# [Zadanie A]
Przepisz rekordy od pierwszego wiersza do wiersza z "[444,0,526,78]" włącznie, zamieniając "silver studded hat" na "gold studded hat". Resztę zostaw bez zmian.

# [Pokazany tekst]

Lokalny Fyrtel

To co najciekawsze w Poznaniu i okolicach




Co warto zobaczyć Motoryzacja

Czy Nowy Opel Astra to dobre auto do kościoła?

Znam ludzi, którzy mają buty tylko do kościoła. Mile widziane jest, aby na mszę ubierać się ładnie, schludnie bez ekstrawagancji. Ten opis idealnie pasuje do postrzegania Astry. Postanowiłem więc sprawdzić, czy rzeczywiście taka jest i czy nadaje się do jazdy na niedzielną mszę.

Jak najprościej sprawdzić czy auto nadaje się do jazdy do kościoła? Oczywiście tam pojechać. Ale nie po to człowiek dostaje nowego Opla Astrę, żeby odwiedzić pobliski kościół. Żeby test był rzetelny, należy to zrobić z rozmachem i odwiedzić ich 12! A najlepiej podróżując szlakiem kościołów drewnianych wokół Puszczy Zielonka. Skoro cel został obrany, pozostaje włączać nawigację i gnać przed siebie. I tu pojawia się mały problem.

# [Zadanie B]
Streść w dwóch zdaniach tekst o Oplu Astrze.

# [Rekordy]
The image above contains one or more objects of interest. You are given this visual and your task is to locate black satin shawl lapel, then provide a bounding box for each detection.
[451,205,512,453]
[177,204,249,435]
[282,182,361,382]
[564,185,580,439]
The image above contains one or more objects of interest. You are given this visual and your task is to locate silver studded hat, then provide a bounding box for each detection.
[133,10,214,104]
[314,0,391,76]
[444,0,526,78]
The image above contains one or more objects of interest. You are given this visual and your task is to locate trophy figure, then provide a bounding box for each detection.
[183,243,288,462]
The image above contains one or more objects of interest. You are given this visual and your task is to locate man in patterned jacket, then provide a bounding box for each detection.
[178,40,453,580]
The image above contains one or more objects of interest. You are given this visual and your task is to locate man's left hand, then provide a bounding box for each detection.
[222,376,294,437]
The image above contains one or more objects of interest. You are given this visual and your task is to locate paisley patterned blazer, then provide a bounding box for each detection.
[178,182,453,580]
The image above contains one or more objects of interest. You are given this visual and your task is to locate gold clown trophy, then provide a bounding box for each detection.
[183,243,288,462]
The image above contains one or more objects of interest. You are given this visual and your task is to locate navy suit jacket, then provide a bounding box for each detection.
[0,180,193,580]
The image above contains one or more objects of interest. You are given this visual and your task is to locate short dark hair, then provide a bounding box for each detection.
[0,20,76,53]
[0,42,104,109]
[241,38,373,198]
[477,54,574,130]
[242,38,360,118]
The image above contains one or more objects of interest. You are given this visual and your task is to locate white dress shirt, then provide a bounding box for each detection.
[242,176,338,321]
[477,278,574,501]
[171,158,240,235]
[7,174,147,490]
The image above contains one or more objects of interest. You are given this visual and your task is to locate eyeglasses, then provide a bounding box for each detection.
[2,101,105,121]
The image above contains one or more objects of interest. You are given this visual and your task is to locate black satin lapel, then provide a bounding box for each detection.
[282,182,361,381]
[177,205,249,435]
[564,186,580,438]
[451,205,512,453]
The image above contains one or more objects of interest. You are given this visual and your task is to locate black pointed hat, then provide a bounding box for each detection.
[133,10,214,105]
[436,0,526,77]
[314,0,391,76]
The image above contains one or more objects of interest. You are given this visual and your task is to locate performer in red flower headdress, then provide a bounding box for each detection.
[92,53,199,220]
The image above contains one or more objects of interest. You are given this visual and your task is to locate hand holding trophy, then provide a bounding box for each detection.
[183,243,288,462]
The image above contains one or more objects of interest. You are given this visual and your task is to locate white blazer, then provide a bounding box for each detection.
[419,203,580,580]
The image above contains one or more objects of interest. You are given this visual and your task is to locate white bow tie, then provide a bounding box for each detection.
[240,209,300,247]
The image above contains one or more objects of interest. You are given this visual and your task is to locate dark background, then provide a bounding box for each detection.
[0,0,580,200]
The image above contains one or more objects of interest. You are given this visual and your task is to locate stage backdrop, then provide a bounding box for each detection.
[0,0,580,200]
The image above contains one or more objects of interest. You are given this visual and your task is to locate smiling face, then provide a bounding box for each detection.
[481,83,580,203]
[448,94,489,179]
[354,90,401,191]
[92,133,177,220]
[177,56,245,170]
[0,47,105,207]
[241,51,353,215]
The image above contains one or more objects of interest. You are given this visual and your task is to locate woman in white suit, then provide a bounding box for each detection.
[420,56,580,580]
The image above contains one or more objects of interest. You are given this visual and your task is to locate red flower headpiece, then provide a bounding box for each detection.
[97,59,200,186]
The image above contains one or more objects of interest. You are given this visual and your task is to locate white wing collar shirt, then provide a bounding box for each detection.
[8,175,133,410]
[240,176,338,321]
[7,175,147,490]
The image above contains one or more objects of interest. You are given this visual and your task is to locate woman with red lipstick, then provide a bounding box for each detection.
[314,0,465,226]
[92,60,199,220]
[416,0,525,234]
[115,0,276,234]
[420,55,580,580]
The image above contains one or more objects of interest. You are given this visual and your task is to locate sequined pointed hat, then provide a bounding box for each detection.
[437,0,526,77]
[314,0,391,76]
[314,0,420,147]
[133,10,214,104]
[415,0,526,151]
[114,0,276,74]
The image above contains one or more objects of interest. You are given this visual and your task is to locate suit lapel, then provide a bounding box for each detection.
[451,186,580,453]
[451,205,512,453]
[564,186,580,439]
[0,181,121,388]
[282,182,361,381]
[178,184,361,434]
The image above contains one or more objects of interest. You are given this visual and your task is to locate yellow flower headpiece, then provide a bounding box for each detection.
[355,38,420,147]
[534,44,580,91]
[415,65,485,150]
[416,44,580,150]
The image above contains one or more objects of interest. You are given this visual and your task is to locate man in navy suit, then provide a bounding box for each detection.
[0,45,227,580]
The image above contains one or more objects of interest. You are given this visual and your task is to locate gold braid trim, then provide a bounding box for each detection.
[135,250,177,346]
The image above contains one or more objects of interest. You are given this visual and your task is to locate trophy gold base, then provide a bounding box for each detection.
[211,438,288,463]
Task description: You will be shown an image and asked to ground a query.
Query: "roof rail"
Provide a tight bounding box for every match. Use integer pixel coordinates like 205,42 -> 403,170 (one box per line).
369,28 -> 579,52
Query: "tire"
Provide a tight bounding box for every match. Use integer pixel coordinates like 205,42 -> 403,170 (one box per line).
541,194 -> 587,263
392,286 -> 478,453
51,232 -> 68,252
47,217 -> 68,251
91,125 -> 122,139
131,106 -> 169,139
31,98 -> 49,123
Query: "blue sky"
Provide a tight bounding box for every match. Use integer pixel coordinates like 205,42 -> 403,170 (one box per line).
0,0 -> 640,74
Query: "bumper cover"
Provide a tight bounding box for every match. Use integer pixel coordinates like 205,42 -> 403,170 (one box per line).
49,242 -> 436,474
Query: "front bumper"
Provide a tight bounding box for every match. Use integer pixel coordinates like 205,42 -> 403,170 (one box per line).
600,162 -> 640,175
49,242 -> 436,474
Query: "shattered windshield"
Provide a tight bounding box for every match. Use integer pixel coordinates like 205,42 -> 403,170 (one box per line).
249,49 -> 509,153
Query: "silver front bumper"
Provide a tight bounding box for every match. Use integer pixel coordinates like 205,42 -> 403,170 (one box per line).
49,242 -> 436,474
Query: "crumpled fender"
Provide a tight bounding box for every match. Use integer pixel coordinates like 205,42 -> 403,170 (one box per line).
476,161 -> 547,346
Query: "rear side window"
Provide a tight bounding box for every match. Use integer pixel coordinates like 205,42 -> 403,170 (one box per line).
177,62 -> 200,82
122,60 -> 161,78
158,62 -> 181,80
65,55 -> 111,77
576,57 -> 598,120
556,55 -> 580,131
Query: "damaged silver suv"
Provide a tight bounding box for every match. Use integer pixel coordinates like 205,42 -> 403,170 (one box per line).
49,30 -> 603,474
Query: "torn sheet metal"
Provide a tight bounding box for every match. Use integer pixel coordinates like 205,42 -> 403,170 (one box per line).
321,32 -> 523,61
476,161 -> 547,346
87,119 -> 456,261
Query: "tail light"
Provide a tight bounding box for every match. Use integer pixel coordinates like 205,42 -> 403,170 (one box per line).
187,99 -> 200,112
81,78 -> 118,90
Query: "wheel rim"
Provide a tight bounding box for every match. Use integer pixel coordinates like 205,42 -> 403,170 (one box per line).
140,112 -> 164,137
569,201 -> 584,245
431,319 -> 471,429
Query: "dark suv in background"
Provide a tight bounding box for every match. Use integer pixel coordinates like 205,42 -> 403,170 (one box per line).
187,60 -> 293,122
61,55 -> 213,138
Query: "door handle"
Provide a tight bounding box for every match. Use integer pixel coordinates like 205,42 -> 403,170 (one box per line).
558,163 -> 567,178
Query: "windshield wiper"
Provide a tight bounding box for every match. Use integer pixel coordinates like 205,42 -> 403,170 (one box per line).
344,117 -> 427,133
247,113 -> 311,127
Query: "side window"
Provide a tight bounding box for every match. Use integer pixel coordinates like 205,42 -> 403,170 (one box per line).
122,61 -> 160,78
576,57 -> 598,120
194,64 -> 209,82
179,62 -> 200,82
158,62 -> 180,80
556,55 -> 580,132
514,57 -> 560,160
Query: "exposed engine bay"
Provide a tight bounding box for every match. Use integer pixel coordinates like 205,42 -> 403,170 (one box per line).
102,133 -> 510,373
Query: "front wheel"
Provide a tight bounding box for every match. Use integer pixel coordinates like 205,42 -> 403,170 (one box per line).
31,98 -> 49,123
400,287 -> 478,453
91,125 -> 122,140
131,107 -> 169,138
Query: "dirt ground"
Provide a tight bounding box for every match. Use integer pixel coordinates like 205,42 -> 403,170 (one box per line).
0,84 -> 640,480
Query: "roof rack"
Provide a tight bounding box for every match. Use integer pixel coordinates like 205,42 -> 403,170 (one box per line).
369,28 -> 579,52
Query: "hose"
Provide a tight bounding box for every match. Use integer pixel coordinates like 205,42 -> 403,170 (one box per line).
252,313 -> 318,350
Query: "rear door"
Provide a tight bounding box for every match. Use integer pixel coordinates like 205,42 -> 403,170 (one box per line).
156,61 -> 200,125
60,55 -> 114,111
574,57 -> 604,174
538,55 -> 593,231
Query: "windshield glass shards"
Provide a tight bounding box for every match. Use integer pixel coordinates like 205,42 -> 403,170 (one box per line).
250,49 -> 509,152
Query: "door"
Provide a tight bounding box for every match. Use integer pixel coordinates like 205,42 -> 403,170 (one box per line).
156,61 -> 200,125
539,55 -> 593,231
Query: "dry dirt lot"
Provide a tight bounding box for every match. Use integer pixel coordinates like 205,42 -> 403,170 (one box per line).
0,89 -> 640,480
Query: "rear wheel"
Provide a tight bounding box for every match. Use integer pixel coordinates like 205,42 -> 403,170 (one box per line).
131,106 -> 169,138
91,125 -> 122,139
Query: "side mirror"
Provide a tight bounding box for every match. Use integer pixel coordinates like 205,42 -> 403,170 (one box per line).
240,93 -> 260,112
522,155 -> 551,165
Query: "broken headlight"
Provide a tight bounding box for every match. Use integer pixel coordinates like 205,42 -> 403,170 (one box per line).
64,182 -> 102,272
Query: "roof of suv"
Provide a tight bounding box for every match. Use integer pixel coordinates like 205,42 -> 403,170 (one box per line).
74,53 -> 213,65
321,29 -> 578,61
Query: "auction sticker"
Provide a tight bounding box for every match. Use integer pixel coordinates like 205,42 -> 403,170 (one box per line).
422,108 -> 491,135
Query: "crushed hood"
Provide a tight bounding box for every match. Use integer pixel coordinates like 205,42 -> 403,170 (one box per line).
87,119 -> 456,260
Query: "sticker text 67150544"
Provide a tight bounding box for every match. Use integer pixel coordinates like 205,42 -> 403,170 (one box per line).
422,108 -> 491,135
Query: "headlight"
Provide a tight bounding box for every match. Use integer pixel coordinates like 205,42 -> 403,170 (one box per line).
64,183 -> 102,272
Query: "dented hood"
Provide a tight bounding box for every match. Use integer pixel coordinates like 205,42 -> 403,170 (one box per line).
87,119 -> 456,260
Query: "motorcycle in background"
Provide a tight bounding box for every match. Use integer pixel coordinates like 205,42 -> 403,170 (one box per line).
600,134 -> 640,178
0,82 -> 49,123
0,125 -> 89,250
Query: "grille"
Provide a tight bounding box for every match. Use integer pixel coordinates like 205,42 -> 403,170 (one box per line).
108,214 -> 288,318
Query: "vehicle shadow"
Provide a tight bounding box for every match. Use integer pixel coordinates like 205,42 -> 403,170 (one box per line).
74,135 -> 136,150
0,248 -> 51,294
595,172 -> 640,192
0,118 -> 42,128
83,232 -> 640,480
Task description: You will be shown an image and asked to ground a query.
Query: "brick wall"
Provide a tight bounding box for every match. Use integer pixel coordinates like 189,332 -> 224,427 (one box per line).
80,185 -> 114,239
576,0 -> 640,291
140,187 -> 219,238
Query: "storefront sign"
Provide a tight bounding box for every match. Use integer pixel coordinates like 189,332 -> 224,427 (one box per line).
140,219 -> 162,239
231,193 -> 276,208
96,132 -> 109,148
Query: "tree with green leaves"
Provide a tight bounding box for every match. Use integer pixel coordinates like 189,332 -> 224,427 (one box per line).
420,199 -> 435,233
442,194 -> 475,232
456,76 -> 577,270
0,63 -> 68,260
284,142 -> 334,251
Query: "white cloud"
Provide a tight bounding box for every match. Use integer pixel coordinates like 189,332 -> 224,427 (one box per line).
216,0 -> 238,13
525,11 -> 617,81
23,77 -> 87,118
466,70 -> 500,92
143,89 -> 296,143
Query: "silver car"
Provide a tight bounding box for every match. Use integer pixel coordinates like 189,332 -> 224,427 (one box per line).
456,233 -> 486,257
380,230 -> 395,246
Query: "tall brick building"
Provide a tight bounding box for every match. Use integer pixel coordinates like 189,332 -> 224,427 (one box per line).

# [Odpowiedź A]
The image above contains one or more objects of interest. You are given this visual and your task is to locate black satin shawl lapel, then provide a bounding box for each detection.
[451,205,512,453]
[177,204,249,435]
[282,182,361,382]
[564,185,580,439]
The image above contains one or more objects of interest. You are given this visual and your task is to locate gold studded hat, then provide a bounding box for each detection.
[133,10,214,104]
[314,0,391,76]
[444,0,526,78]

# [Odpowiedź B]
Autor uważa, że Astra pasuje do schludnego, nieekstrawaganckiego stroju na mszę, więc postanowił sprawdzić, czy nadaje się do jazdy na niedzielną mszę. Żeby test był rzetelny, zamierzał odwiedzić 12 kościołów, najlepiej na szlaku kościołów drewnianych wokół Puszczy Zielonka, ale pojawił się mały problem.